## TASK TO COMPLETE
All entries are to be given again verbatim.

## Extracted data entries
____
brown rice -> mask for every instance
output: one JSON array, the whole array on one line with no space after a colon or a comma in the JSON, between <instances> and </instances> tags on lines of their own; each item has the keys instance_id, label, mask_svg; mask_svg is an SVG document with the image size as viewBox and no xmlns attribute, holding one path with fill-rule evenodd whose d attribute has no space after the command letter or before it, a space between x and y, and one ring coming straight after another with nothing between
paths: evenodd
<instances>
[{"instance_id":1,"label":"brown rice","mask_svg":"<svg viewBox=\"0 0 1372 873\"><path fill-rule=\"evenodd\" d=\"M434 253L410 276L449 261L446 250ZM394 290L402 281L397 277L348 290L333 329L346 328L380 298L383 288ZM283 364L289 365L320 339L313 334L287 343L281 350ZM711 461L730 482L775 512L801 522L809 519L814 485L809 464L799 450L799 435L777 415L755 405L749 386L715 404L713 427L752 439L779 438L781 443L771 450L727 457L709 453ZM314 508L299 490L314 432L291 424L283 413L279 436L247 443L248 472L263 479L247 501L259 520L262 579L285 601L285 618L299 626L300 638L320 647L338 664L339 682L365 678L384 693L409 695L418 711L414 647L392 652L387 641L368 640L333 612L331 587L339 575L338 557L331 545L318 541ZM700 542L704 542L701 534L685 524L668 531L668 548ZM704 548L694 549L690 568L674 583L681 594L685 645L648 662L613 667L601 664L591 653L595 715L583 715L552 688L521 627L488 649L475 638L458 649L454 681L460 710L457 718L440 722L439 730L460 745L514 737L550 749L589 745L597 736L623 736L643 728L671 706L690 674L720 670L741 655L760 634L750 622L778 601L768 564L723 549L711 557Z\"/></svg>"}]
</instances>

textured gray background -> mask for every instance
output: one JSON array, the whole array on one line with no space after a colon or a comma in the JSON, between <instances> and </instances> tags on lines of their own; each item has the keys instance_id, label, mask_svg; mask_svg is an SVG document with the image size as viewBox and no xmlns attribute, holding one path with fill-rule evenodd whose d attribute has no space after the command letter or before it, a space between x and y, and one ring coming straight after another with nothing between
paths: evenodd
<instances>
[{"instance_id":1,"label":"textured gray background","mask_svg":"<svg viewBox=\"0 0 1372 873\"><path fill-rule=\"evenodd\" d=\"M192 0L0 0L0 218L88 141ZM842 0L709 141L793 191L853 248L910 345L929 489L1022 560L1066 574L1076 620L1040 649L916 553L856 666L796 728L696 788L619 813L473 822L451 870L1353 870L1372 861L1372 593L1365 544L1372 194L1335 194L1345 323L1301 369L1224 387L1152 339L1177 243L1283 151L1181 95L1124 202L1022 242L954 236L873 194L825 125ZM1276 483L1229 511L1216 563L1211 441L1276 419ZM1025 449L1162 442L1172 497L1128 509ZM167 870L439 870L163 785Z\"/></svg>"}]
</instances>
____
## TASK RESPONSE
brown rice -> mask for every instance
output: one JSON array, the whole array on one line with no space after a colon or a comma in the JSON, between <instances> and </instances> tags on lines of their own; each item has the keys instance_id, label, mask_svg; mask_svg is an SVG document with the image size as viewBox and no xmlns attribute, holding one path with fill-rule evenodd whose d attribute has no space after the command letter or before it, a space between x and y, and one ring coming straight after another with nothing between
paths: evenodd
<instances>
[{"instance_id":1,"label":"brown rice","mask_svg":"<svg viewBox=\"0 0 1372 873\"><path fill-rule=\"evenodd\" d=\"M434 253L410 276L449 261L446 250ZM394 290L402 281L397 277L348 290L333 329L346 328L380 298L383 288ZM283 364L289 365L320 339L313 334L287 343L281 350ZM711 461L730 482L775 512L801 522L809 519L814 485L809 464L799 450L799 435L777 415L755 405L749 386L715 404L713 427L752 439L779 438L781 443L771 450L727 457L709 453ZM314 508L299 490L314 432L291 424L283 413L279 436L247 443L248 472L263 479L247 501L259 520L262 579L285 601L285 618L299 626L300 638L320 647L338 664L339 682L365 678L384 693L409 695L418 711L414 647L392 652L387 641L368 640L333 612L331 587L339 575L338 557L331 545L318 541ZM700 542L704 542L701 534L685 524L668 531L668 548ZM704 548L694 549L690 568L674 583L681 594L685 645L648 662L613 667L601 664L591 653L595 715L583 715L552 688L521 627L488 649L475 638L458 649L454 681L460 710L457 718L440 722L439 730L460 745L514 737L550 749L589 745L597 736L623 736L643 728L671 706L690 674L720 670L741 655L760 634L750 622L778 601L768 564L723 549L711 557Z\"/></svg>"}]
</instances>

textured gray background -> mask for every instance
output: one JSON array, the whole array on one line with no space after a colon or a comma in the JSON, between <instances> and </instances> tags on lines of their own; each item has the keys instance_id, label, mask_svg; mask_svg is an SVG document with the image size as viewBox and no xmlns attribute, holding one path with fill-rule evenodd whose d attribute has no space after the command letter or before it, a space between x and y, and one ring coming straight after another with nothing between
paths: evenodd
<instances>
[{"instance_id":1,"label":"textured gray background","mask_svg":"<svg viewBox=\"0 0 1372 873\"><path fill-rule=\"evenodd\" d=\"M192 0L0 0L0 218L88 141ZM842 0L709 141L793 191L853 248L910 345L929 489L1022 560L1066 574L1076 620L1040 649L916 553L856 666L796 728L696 788L619 813L473 822L451 870L1353 870L1372 861L1372 593L1365 544L1372 194L1335 194L1345 323L1301 369L1224 387L1152 339L1177 243L1283 151L1181 95L1124 202L1022 242L954 236L873 194L825 125ZM1276 483L1229 511L1216 563L1211 441L1276 419ZM1025 449L1162 442L1172 497L1128 509ZM167 870L439 870L163 785Z\"/></svg>"}]
</instances>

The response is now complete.